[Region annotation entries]
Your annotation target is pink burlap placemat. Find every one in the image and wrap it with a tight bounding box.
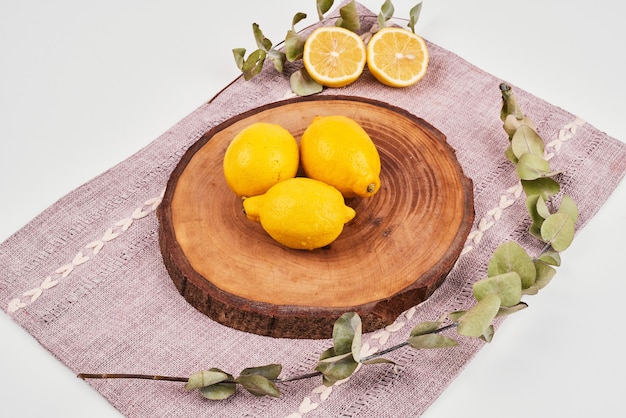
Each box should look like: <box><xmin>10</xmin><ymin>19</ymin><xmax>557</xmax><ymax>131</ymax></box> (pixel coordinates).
<box><xmin>0</xmin><ymin>6</ymin><xmax>626</xmax><ymax>417</ymax></box>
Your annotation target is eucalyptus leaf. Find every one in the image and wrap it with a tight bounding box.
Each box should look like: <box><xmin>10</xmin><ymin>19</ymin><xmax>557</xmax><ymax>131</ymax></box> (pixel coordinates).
<box><xmin>378</xmin><ymin>0</ymin><xmax>394</xmax><ymax>28</ymax></box>
<box><xmin>291</xmin><ymin>12</ymin><xmax>306</xmax><ymax>30</ymax></box>
<box><xmin>500</xmin><ymin>83</ymin><xmax>524</xmax><ymax>122</ymax></box>
<box><xmin>233</xmin><ymin>48</ymin><xmax>246</xmax><ymax>70</ymax></box>
<box><xmin>558</xmin><ymin>195</ymin><xmax>579</xmax><ymax>224</ymax></box>
<box><xmin>522</xmin><ymin>285</ymin><xmax>539</xmax><ymax>296</ymax></box>
<box><xmin>285</xmin><ymin>30</ymin><xmax>306</xmax><ymax>62</ymax></box>
<box><xmin>289</xmin><ymin>68</ymin><xmax>324</xmax><ymax>96</ymax></box>
<box><xmin>409</xmin><ymin>334</ymin><xmax>459</xmax><ymax>350</ymax></box>
<box><xmin>458</xmin><ymin>295</ymin><xmax>500</xmax><ymax>338</ymax></box>
<box><xmin>487</xmin><ymin>242</ymin><xmax>537</xmax><ymax>289</ymax></box>
<box><xmin>541</xmin><ymin>213</ymin><xmax>576</xmax><ymax>251</ymax></box>
<box><xmin>528</xmin><ymin>219</ymin><xmax>543</xmax><ymax>241</ymax></box>
<box><xmin>516</xmin><ymin>153</ymin><xmax>550</xmax><ymax>180</ymax></box>
<box><xmin>410</xmin><ymin>321</ymin><xmax>441</xmax><ymax>337</ymax></box>
<box><xmin>537</xmin><ymin>196</ymin><xmax>552</xmax><ymax>219</ymax></box>
<box><xmin>240</xmin><ymin>364</ymin><xmax>283</xmax><ymax>379</ymax></box>
<box><xmin>236</xmin><ymin>374</ymin><xmax>280</xmax><ymax>398</ymax></box>
<box><xmin>539</xmin><ymin>250</ymin><xmax>561</xmax><ymax>267</ymax></box>
<box><xmin>315</xmin><ymin>353</ymin><xmax>359</xmax><ymax>386</ymax></box>
<box><xmin>480</xmin><ymin>324</ymin><xmax>497</xmax><ymax>343</ymax></box>
<box><xmin>252</xmin><ymin>23</ymin><xmax>272</xmax><ymax>52</ymax></box>
<box><xmin>521</xmin><ymin>177</ymin><xmax>561</xmax><ymax>200</ymax></box>
<box><xmin>511</xmin><ymin>125</ymin><xmax>544</xmax><ymax>159</ymax></box>
<box><xmin>185</xmin><ymin>368</ymin><xmax>230</xmax><ymax>390</ymax></box>
<box><xmin>267</xmin><ymin>49</ymin><xmax>287</xmax><ymax>73</ymax></box>
<box><xmin>317</xmin><ymin>0</ymin><xmax>334</xmax><ymax>20</ymax></box>
<box><xmin>335</xmin><ymin>0</ymin><xmax>361</xmax><ymax>32</ymax></box>
<box><xmin>496</xmin><ymin>302</ymin><xmax>528</xmax><ymax>317</ymax></box>
<box><xmin>407</xmin><ymin>1</ymin><xmax>422</xmax><ymax>33</ymax></box>
<box><xmin>472</xmin><ymin>271</ymin><xmax>522</xmax><ymax>306</ymax></box>
<box><xmin>448</xmin><ymin>311</ymin><xmax>467</xmax><ymax>323</ymax></box>
<box><xmin>526</xmin><ymin>194</ymin><xmax>545</xmax><ymax>226</ymax></box>
<box><xmin>241</xmin><ymin>49</ymin><xmax>266</xmax><ymax>81</ymax></box>
<box><xmin>320</xmin><ymin>347</ymin><xmax>337</xmax><ymax>361</ymax></box>
<box><xmin>333</xmin><ymin>312</ymin><xmax>362</xmax><ymax>361</ymax></box>
<box><xmin>535</xmin><ymin>260</ymin><xmax>556</xmax><ymax>290</ymax></box>
<box><xmin>199</xmin><ymin>383</ymin><xmax>237</xmax><ymax>401</ymax></box>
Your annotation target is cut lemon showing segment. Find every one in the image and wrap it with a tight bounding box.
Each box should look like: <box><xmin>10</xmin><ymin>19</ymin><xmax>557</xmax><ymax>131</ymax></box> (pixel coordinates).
<box><xmin>367</xmin><ymin>27</ymin><xmax>428</xmax><ymax>87</ymax></box>
<box><xmin>302</xmin><ymin>26</ymin><xmax>367</xmax><ymax>87</ymax></box>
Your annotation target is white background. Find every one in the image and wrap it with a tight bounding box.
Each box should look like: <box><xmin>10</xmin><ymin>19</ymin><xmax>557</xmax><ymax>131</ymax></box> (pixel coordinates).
<box><xmin>0</xmin><ymin>0</ymin><xmax>626</xmax><ymax>418</ymax></box>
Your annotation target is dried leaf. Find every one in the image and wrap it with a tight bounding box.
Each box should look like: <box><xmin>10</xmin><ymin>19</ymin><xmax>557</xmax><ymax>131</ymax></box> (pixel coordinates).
<box><xmin>458</xmin><ymin>295</ymin><xmax>500</xmax><ymax>338</ymax></box>
<box><xmin>315</xmin><ymin>353</ymin><xmax>359</xmax><ymax>386</ymax></box>
<box><xmin>317</xmin><ymin>0</ymin><xmax>333</xmax><ymax>20</ymax></box>
<box><xmin>378</xmin><ymin>0</ymin><xmax>394</xmax><ymax>28</ymax></box>
<box><xmin>185</xmin><ymin>368</ymin><xmax>232</xmax><ymax>390</ymax></box>
<box><xmin>200</xmin><ymin>376</ymin><xmax>237</xmax><ymax>401</ymax></box>
<box><xmin>496</xmin><ymin>302</ymin><xmax>528</xmax><ymax>317</ymax></box>
<box><xmin>240</xmin><ymin>364</ymin><xmax>283</xmax><ymax>379</ymax></box>
<box><xmin>448</xmin><ymin>311</ymin><xmax>467</xmax><ymax>323</ymax></box>
<box><xmin>534</xmin><ymin>260</ymin><xmax>556</xmax><ymax>290</ymax></box>
<box><xmin>480</xmin><ymin>325</ymin><xmax>495</xmax><ymax>343</ymax></box>
<box><xmin>526</xmin><ymin>195</ymin><xmax>545</xmax><ymax>227</ymax></box>
<box><xmin>541</xmin><ymin>213</ymin><xmax>576</xmax><ymax>251</ymax></box>
<box><xmin>241</xmin><ymin>49</ymin><xmax>266</xmax><ymax>80</ymax></box>
<box><xmin>407</xmin><ymin>1</ymin><xmax>422</xmax><ymax>33</ymax></box>
<box><xmin>333</xmin><ymin>312</ymin><xmax>362</xmax><ymax>361</ymax></box>
<box><xmin>539</xmin><ymin>250</ymin><xmax>561</xmax><ymax>267</ymax></box>
<box><xmin>537</xmin><ymin>196</ymin><xmax>551</xmax><ymax>219</ymax></box>
<box><xmin>487</xmin><ymin>242</ymin><xmax>537</xmax><ymax>289</ymax></box>
<box><xmin>289</xmin><ymin>68</ymin><xmax>324</xmax><ymax>96</ymax></box>
<box><xmin>285</xmin><ymin>30</ymin><xmax>306</xmax><ymax>62</ymax></box>
<box><xmin>236</xmin><ymin>374</ymin><xmax>280</xmax><ymax>398</ymax></box>
<box><xmin>472</xmin><ymin>271</ymin><xmax>522</xmax><ymax>306</ymax></box>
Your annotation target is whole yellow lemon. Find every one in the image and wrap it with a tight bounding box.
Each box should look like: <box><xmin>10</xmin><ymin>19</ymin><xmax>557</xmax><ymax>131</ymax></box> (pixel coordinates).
<box><xmin>223</xmin><ymin>122</ymin><xmax>300</xmax><ymax>197</ymax></box>
<box><xmin>243</xmin><ymin>177</ymin><xmax>356</xmax><ymax>250</ymax></box>
<box><xmin>300</xmin><ymin>115</ymin><xmax>380</xmax><ymax>198</ymax></box>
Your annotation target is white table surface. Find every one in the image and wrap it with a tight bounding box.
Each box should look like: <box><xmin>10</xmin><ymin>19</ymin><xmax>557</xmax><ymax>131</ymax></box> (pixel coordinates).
<box><xmin>0</xmin><ymin>0</ymin><xmax>626</xmax><ymax>418</ymax></box>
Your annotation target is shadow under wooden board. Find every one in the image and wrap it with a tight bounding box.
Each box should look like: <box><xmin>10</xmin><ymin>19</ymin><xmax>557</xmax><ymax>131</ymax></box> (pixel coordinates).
<box><xmin>157</xmin><ymin>96</ymin><xmax>474</xmax><ymax>338</ymax></box>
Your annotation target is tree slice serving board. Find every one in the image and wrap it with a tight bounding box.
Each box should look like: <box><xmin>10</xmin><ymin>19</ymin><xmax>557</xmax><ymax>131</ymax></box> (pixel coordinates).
<box><xmin>157</xmin><ymin>96</ymin><xmax>474</xmax><ymax>338</ymax></box>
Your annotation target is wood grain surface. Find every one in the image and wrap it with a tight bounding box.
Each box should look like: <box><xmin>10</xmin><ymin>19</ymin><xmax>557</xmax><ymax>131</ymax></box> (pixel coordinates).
<box><xmin>157</xmin><ymin>96</ymin><xmax>474</xmax><ymax>338</ymax></box>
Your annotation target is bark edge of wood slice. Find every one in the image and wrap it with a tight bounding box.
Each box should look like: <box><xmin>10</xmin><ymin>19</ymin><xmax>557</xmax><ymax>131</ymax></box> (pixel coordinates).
<box><xmin>157</xmin><ymin>95</ymin><xmax>474</xmax><ymax>339</ymax></box>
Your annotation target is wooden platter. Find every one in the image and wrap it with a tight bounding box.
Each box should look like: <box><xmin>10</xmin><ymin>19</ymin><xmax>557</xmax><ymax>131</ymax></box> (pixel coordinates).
<box><xmin>157</xmin><ymin>96</ymin><xmax>474</xmax><ymax>338</ymax></box>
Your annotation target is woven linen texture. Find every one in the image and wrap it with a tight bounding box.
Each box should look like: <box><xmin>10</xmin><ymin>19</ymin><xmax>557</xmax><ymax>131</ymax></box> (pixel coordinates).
<box><xmin>0</xmin><ymin>5</ymin><xmax>626</xmax><ymax>418</ymax></box>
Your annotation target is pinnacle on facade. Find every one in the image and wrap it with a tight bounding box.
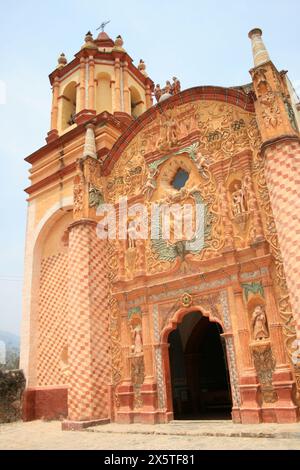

Task to complete
Pull out each line of the records that includes the word "wooden".

Written answer
Your annotation target is shadow under wooden board. Find every one in the image and wrap it with a tight bounding box.
Your annotation target is wooden platter. Find every one in the image and wrap it with a tight bounding box.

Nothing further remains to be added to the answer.